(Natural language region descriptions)

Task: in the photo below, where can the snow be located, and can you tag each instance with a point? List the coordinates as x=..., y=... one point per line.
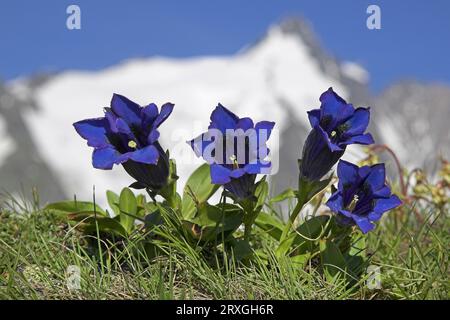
x=7, y=144
x=355, y=72
x=249, y=83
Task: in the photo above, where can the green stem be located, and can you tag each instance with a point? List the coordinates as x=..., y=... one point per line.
x=248, y=225
x=291, y=220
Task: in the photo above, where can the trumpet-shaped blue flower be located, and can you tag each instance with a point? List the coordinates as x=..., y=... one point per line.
x=336, y=125
x=128, y=135
x=236, y=149
x=362, y=196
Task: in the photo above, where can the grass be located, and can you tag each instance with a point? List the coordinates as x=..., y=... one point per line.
x=36, y=249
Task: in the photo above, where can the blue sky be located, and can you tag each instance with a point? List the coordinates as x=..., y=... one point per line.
x=414, y=41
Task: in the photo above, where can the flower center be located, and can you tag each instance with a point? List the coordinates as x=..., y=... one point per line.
x=352, y=204
x=233, y=158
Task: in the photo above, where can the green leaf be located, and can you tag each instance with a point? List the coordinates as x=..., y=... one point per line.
x=198, y=190
x=305, y=238
x=286, y=194
x=271, y=224
x=300, y=260
x=153, y=219
x=105, y=225
x=356, y=256
x=213, y=222
x=241, y=250
x=333, y=262
x=308, y=189
x=113, y=201
x=128, y=209
x=68, y=207
x=261, y=192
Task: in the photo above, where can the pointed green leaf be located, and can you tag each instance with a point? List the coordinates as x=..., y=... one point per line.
x=286, y=194
x=128, y=209
x=198, y=190
x=68, y=207
x=113, y=201
x=333, y=262
x=271, y=224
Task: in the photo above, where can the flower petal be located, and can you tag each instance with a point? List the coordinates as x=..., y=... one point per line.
x=348, y=174
x=237, y=173
x=314, y=117
x=361, y=139
x=105, y=158
x=334, y=109
x=245, y=124
x=384, y=192
x=377, y=177
x=220, y=174
x=223, y=119
x=149, y=114
x=94, y=131
x=331, y=145
x=357, y=123
x=126, y=109
x=166, y=110
x=264, y=125
x=148, y=155
x=153, y=136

Task description: From the line containing "Task: in the photo above, where can the flower petal" down to the last line of the data, transcribe every line exactly; nothing else should appear.

Written answer:
Task: in the photo above, where can the flower petal be located, and can you tag each instance with a point? List the coordinates as x=..., y=... one point per line.
x=348, y=174
x=237, y=173
x=314, y=117
x=361, y=139
x=105, y=158
x=334, y=109
x=245, y=124
x=384, y=192
x=377, y=177
x=220, y=174
x=223, y=119
x=149, y=114
x=94, y=131
x=331, y=145
x=357, y=123
x=126, y=109
x=166, y=110
x=264, y=125
x=148, y=155
x=153, y=136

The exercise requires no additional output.